### What you have to do
Please lay out the whole listing below as a numbered list, leaving out any blank lines.

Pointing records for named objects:

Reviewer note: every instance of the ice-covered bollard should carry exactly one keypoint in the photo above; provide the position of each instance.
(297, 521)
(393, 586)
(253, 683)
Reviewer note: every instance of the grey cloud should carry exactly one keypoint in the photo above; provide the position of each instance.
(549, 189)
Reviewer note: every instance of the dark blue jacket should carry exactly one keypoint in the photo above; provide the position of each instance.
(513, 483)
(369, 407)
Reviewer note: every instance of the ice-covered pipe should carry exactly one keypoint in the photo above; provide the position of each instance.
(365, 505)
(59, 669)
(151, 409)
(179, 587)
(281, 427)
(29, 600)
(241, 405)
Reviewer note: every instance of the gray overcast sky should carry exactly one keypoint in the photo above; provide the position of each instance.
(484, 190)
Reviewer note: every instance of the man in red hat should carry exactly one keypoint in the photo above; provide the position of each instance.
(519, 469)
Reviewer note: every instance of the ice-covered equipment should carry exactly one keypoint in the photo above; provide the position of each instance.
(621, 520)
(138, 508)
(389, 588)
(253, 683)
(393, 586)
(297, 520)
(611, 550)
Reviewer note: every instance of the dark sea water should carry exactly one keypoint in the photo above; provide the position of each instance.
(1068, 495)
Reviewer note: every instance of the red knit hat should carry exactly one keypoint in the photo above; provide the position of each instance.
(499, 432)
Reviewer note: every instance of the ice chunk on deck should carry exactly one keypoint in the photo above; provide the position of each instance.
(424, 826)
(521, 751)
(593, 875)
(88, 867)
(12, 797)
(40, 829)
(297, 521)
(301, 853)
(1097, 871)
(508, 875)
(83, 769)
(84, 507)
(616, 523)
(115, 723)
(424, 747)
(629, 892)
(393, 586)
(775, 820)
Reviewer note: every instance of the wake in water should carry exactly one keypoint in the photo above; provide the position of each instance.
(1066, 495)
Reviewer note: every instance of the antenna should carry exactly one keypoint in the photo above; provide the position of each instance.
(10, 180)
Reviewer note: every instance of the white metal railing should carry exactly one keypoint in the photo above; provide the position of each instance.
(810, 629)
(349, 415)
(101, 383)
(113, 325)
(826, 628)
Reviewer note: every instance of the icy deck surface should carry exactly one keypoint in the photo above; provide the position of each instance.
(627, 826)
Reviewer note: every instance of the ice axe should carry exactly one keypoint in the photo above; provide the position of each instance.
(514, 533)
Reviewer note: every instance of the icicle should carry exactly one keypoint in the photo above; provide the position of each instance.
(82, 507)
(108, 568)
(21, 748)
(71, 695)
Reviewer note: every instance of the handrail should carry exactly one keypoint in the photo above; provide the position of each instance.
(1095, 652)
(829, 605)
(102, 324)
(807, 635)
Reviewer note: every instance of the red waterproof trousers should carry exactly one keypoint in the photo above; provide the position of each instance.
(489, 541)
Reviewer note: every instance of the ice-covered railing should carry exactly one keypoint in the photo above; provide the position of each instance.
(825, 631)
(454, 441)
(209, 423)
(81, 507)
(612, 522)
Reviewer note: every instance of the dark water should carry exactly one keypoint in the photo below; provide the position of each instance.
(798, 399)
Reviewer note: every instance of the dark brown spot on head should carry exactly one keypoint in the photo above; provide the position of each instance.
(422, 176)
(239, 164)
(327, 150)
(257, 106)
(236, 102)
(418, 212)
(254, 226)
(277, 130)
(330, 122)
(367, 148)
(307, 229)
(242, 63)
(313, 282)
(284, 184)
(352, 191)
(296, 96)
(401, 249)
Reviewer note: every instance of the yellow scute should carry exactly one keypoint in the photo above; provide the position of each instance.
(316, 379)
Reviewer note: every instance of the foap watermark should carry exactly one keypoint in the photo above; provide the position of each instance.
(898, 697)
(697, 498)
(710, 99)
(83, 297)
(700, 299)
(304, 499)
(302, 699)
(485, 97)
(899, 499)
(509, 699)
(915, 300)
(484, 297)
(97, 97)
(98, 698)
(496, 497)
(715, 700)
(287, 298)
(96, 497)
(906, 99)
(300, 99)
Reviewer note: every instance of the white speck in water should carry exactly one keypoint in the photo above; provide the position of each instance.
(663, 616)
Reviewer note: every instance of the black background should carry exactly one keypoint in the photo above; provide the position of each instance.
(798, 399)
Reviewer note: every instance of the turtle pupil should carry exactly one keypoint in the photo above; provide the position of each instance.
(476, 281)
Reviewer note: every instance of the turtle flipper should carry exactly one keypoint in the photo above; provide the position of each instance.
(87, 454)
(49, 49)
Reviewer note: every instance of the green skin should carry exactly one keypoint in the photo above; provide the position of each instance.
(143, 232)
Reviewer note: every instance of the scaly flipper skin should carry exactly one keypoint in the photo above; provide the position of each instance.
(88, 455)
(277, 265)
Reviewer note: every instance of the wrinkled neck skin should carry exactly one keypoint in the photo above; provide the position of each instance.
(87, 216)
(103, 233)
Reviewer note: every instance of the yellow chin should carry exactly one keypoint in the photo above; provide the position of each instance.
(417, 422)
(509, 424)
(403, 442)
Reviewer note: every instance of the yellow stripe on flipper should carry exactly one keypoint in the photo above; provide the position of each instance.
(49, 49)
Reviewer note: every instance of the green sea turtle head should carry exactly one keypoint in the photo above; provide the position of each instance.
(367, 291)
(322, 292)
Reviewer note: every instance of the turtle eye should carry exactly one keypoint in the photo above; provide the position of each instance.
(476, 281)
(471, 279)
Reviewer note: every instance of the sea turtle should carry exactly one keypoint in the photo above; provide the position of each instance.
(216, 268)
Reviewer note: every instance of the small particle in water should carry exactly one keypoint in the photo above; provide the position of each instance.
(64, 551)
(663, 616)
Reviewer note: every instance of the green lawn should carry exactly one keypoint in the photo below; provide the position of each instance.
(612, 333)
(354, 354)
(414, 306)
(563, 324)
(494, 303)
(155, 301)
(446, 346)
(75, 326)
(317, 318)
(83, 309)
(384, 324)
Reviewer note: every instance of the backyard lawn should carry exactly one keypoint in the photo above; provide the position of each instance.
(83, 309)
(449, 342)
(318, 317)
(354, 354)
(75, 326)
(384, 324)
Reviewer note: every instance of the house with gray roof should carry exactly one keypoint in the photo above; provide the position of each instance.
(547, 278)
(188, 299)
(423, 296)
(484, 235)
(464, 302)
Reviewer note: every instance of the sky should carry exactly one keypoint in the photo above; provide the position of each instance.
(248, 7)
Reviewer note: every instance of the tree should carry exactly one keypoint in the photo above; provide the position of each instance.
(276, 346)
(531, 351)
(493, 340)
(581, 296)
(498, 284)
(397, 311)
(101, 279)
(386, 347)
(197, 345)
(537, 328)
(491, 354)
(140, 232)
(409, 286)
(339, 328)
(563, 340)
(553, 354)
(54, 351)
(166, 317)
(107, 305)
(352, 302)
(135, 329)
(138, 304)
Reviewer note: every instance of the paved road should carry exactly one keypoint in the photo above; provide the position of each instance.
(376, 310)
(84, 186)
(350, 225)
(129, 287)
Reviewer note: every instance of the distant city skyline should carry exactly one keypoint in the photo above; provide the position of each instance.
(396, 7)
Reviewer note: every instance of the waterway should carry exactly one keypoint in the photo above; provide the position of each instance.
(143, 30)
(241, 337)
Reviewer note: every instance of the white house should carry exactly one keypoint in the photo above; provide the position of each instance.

### Result of the exercise
1. Reviewer note: every instance of the ice-covered bollard should carry exactly one keypoint in the photo above; provide the position of each instance.
2. (297, 521)
3. (393, 586)
4. (253, 683)
5. Reviewer note: every instance of the grey cloud should carry exactly one keypoint in the photo above; provide the position of each instance.
6. (549, 189)
7. Reviewer note: every instance of the dark blue jacket should carry exactly one keypoint in the photo above; provide the position of each instance.
8. (513, 483)
9. (369, 407)
10. Reviewer note: every instance of the ice-covered pipe should carry exactly one keypoint in the photo above; provide the position of each instance.
11. (365, 505)
12. (59, 669)
13. (151, 409)
14. (179, 587)
15. (281, 427)
16. (29, 600)
17. (241, 405)
18. Reviewer note: every instance of the gray overcast sky should carry exactly one keypoint in the photo above; provide the position of each instance.
19. (484, 190)
20. Reviewer note: every instance of the man in red hat should carry exactly one keypoint in the photo above; provide the position of each instance.
21. (519, 469)
22. Reviewer note: every instance of the ice-covered equipment should carry exactly one keypoint in the photo above; provide the position of each instance.
23. (621, 520)
24. (138, 508)
25. (389, 588)
26. (253, 683)
27. (393, 586)
28. (297, 520)
29. (611, 550)
30. Reviewer note: every instance of the dark sea water should carry exactly one keypoint in the photo above; provide the position of each instance.
31. (1068, 495)
32. Reviewer note: every instance of the red knit hat should carry exactly one keypoint in the photo above; provide the position of each instance.
33. (499, 432)
34. Reviewer note: every instance of the ice chunk on deck should carry exactly one keypoint in the photo above; provide the position of each instance.
35. (424, 826)
36. (521, 751)
37. (593, 875)
38. (88, 867)
39. (12, 797)
40. (40, 829)
41. (297, 521)
42. (301, 853)
43. (1097, 871)
44. (508, 875)
45. (83, 769)
46. (84, 507)
47. (616, 523)
48. (115, 723)
49. (424, 747)
50. (629, 892)
51. (393, 586)
52. (775, 820)
53. Reviewer note: every instance of the wake in water should carry exactly one keypoint in the photo above; provide the position of each instance.
54. (1066, 495)
55. Reviewer note: every instance of the antenna should carry exactly one keypoint in the photo above; provide the position of each instance.
56. (10, 180)
57. Reviewer note: every instance of the white metal railing should carry exactly one keypoint in the photo above; provide the position of each instance.
58. (810, 629)
59. (349, 415)
60. (101, 383)
61. (113, 325)
62. (826, 628)
63. Reviewer note: every instance of the icy deck surface should carry exactly one keypoint in the photo above; provide the position of each instance.
64. (627, 826)
65. Reviewer note: every instance of the ice axe should carry exactly one keypoint in the photo above; provide the position of each instance.
66. (514, 533)
67. Reviewer note: every instance of the icicle should carry exactly one keypoint in the photo above; provide the position of each instance.
68. (82, 507)
69. (108, 568)
70. (21, 748)
71. (71, 695)
72. Reviewer note: every instance of the handrail should carry exactly one keypoint in the photo above; provide the position of each instance.
73. (1095, 652)
74. (829, 605)
75. (102, 324)
76. (807, 635)
77. Reviewer note: every instance of the red waterproof trousers should carry exactly one keypoint in the photo above; provide the position of each instance.
78. (489, 541)
79. Reviewer note: every instance of the ice-covered railing should carry exactly one keypoint in the photo above; provide the position of each instance.
80. (825, 631)
81. (454, 441)
82. (209, 423)
83. (81, 507)
84. (612, 522)
85. Reviewer note: every instance of the dark water should carry exactly one keypoint in the photo below; provide the position of each instance.
86. (798, 399)
87. Reviewer note: every instance of the dark brown spot on head should carry exactly one keypoint in the photo above; provide the position of each instance.
88. (422, 176)
89. (239, 164)
90. (327, 150)
91. (257, 106)
92. (236, 102)
93. (418, 212)
94. (254, 226)
95. (277, 130)
96. (330, 122)
97. (367, 148)
98. (307, 229)
99. (242, 63)
100. (313, 282)
101. (284, 184)
102. (352, 191)
103. (296, 96)
104. (401, 249)
105. Reviewer note: every instance of the yellow scute should carry exactly one keypoint in the photo above; provide the position of each instance.
106. (316, 379)
107. Reviewer note: every instance of the foap watermark should carry exactly one keypoint in the photo above; provide the position of each instance.
108. (898, 697)
109. (697, 498)
110. (710, 99)
111. (83, 297)
112. (700, 299)
113. (304, 499)
114. (302, 699)
115. (485, 97)
116. (899, 499)
117. (509, 699)
118. (915, 300)
119. (484, 297)
120. (97, 97)
121. (98, 698)
122. (496, 497)
123. (715, 700)
124. (287, 298)
125. (96, 497)
126. (906, 99)
127. (300, 99)
128. Reviewer note: every instance of the white speck in water should carry exactly one keypoint in the photo above; provide the position of each instance.
129. (663, 616)
130. Reviewer note: every instance of the black background should carry exactly one keypoint in the photo above; provide the position of each instance.
131. (798, 399)
132. Reviewer note: every instance of the turtle pupil should carry exactly one keypoint in the photo above; provide the position of each instance.
133. (476, 281)
134. Reviewer note: every instance of the turtle flipper should carry exactly one keypoint in the photo above; provide the position of each instance.
135. (87, 454)
136. (49, 49)
137. Reviewer note: every instance of the green skin should carry exactly one keypoint in the photo above; provide the position of each instance.
138. (143, 232)
139. Reviewer note: every instance of the scaly flipper skin should carry exactly one keypoint in the photo above; provide the position of each instance.
140. (88, 455)
141. (277, 265)
142. Reviewer note: every instance of the wrinkled neck skin should carry exactly one keypoint in the photo above; provide the position of each instance.
143. (87, 216)
144. (103, 233)
145. Reviewer note: every instance of the yellow chin should carry exactly one keypoint in the photo above; provide the position of each instance.
146. (417, 422)
147. (509, 424)
148. (403, 442)
149. Reviewer note: every instance of the yellow stripe on flipper should carry exactly one keypoint in the photo above; provide the position of each instance.
150. (49, 49)
151. Reviewer note: every instance of the green sea turtle head should carry exactly one keypoint in the photo above; provide the position of each instance.
152. (367, 291)
153. (322, 292)
154. Reviewer note: every instance of the turtle eye should carry exactly one keypoint in the photo above; provide the position of each instance.
155. (476, 281)
156. (471, 279)
157. Reviewer note: every instance of the sea turtle should carry exactly one keypoint in the photo above; provide the position of each instance.
158. (216, 268)
159. Reviewer note: every instance of the small particle in water should carry exactly one keypoint in the photo above; provide the position of each instance.
160. (64, 551)
161. (663, 616)
162. Reviewer note: every instance of the green lawn should carry exactly one keypoint in the photo below; provide the position of each instance.
163. (612, 333)
164. (354, 354)
165. (414, 306)
166. (563, 324)
167. (494, 303)
168. (155, 301)
169. (446, 346)
170. (75, 326)
171. (317, 318)
172. (83, 309)
173. (384, 324)
174. Reviewer note: every instance of the backyard lawn should carry exactly one keypoint in the photo above; provide the position of each instance.
175. (83, 309)
176. (449, 342)
177. (318, 317)
178. (354, 354)
179. (75, 326)
180. (384, 324)
181. Reviewer note: every instance of the house with gray roof should carry exactly one keypoint in the photo above; provide the position of each instance.
182. (547, 278)
183. (188, 299)
184. (423, 296)
185. (484, 235)
186. (464, 302)
187. Reviewer note: every instance of the sky should carry exactly one keypoint in the photo above; provide the position of each instance.
188. (248, 7)
189. Reviewer note: every instance of the tree should carry exactly one keypoint in the photo above; provide the position of each instance.
190. (276, 346)
191. (531, 351)
192. (493, 340)
193. (581, 296)
194. (498, 284)
195. (397, 311)
196. (101, 279)
197. (386, 347)
198. (197, 345)
199. (537, 328)
200. (491, 354)
201. (140, 232)
202. (409, 286)
203. (339, 328)
204. (563, 340)
205. (553, 354)
206. (54, 351)
207. (166, 317)
208. (107, 305)
209. (352, 302)
210. (135, 329)
211. (138, 304)
212. Reviewer note: every instance of the paved road should carry exactly one keypoint in the photo above; provide the position of each instance.
213. (376, 310)
214. (84, 186)
215. (350, 225)
216. (129, 287)
217. Reviewer note: every instance of the distant city skyline should carry exactly one keypoint in the photo above; provide the position of each instance.
218. (396, 7)
219. Reviewer note: every instance of the waterway should carry exactly one keypoint in the photo above; provide the position of each instance.
220. (143, 30)
221. (241, 337)
222. Reviewer note: every instance of the white house should carry exactly one keypoint in the photo above; provide the position of each instance.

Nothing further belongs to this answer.